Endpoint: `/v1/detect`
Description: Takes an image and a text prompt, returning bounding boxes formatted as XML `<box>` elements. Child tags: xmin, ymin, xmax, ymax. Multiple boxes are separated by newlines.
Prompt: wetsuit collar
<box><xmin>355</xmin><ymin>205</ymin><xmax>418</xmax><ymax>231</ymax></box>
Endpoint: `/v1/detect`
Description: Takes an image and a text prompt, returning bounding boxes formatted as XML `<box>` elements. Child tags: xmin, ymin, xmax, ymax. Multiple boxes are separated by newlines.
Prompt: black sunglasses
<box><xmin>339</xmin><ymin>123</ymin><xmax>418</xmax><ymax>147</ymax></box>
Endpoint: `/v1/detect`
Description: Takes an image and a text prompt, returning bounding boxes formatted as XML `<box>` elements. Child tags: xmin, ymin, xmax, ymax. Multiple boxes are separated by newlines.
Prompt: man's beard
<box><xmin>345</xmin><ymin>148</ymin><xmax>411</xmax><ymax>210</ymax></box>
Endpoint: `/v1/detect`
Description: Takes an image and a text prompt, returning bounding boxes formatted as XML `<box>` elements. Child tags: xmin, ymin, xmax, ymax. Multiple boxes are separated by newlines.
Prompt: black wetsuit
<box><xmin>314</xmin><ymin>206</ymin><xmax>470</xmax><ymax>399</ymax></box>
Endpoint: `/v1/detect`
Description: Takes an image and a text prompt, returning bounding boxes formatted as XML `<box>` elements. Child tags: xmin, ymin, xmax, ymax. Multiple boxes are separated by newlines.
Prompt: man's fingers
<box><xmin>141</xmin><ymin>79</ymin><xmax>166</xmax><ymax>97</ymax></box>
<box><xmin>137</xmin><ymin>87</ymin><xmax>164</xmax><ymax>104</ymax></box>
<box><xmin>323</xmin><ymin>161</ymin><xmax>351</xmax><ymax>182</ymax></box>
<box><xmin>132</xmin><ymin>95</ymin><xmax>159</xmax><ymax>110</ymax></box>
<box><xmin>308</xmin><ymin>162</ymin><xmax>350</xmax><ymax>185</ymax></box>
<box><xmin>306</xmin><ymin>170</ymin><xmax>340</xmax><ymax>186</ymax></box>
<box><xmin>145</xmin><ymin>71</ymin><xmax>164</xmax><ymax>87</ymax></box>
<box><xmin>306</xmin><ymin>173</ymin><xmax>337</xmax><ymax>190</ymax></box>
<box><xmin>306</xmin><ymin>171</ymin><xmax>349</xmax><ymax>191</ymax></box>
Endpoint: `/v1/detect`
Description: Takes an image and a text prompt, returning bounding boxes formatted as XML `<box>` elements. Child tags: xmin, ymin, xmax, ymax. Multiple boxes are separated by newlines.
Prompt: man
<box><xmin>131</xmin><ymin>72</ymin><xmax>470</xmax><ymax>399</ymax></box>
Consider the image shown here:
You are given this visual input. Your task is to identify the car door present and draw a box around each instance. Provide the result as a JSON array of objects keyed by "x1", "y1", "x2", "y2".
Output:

=== WHAT THE TASK ASKS ===
An exact copy of all the records is the expected answer.

=== EXERCISE SOLUTION ===
Endpoint: `/v1/detect`
Description: Takes an image and a text prompt, returning bounding boxes formatted as XML `<box>` elements. Child tags: xmin, ymin, xmax, ymax. Multiple boxes are separated by newlines.
Prompt: wetsuit collar
<box><xmin>355</xmin><ymin>205</ymin><xmax>418</xmax><ymax>231</ymax></box>
Endpoint: `/v1/detect`
Description: Takes an image and a text prompt, returning bounding boxes formatted as XML `<box>` elements. Child tags: xmin, ymin, xmax, ymax. Multiple boxes are separated by newlines.
Prompt: black sunglasses
<box><xmin>339</xmin><ymin>123</ymin><xmax>418</xmax><ymax>147</ymax></box>
Endpoint: `/v1/detect`
Description: Takes an image and a text prompt, returning bounding boxes formatted as XML `<box>` elements. Child tags: xmin, ymin, xmax, ymax. Multiple boxes are separated by newlines.
Prompt: man's beard
<box><xmin>345</xmin><ymin>148</ymin><xmax>411</xmax><ymax>210</ymax></box>
Endpoint: `/v1/detect`
Description: Takes an image and a text prompt, returning bounding boxes formatted as XML `<box>` elements. Child tags: xmin, ymin, xmax, ymax. Multiple boxes are separated by newlines.
Prompt: black wetsuit
<box><xmin>314</xmin><ymin>206</ymin><xmax>470</xmax><ymax>399</ymax></box>
Endpoint: `/v1/detect`
Description: Takes an image and a text prompt, returning bounding boxes formatted as XML `<box>` elements. Child tags: xmin, ymin, xmax, ymax. Multiple boxes are separated by newlines.
Prompt: man's fingers
<box><xmin>141</xmin><ymin>79</ymin><xmax>166</xmax><ymax>97</ymax></box>
<box><xmin>137</xmin><ymin>87</ymin><xmax>164</xmax><ymax>104</ymax></box>
<box><xmin>323</xmin><ymin>161</ymin><xmax>351</xmax><ymax>182</ymax></box>
<box><xmin>132</xmin><ymin>95</ymin><xmax>159</xmax><ymax>110</ymax></box>
<box><xmin>308</xmin><ymin>162</ymin><xmax>350</xmax><ymax>185</ymax></box>
<box><xmin>306</xmin><ymin>170</ymin><xmax>340</xmax><ymax>186</ymax></box>
<box><xmin>145</xmin><ymin>71</ymin><xmax>164</xmax><ymax>87</ymax></box>
<box><xmin>306</xmin><ymin>173</ymin><xmax>337</xmax><ymax>190</ymax></box>
<box><xmin>306</xmin><ymin>171</ymin><xmax>349</xmax><ymax>191</ymax></box>
Endpoint: `/v1/detect`
Description: Takes an image and a text prompt, returning bounding boxes formatted as XML `<box>` elements. Child tags: xmin, ymin, xmax, ymax. Multiple boxes are separated by newlines.
Prompt: man
<box><xmin>131</xmin><ymin>72</ymin><xmax>470</xmax><ymax>399</ymax></box>
Consider the image shown here:
You are given this visual input. Your task is to identify the car door present and draw a box around each instance. Provide the result as a JSON array of objects keyed by "x1", "y1", "x2", "y2".
Output:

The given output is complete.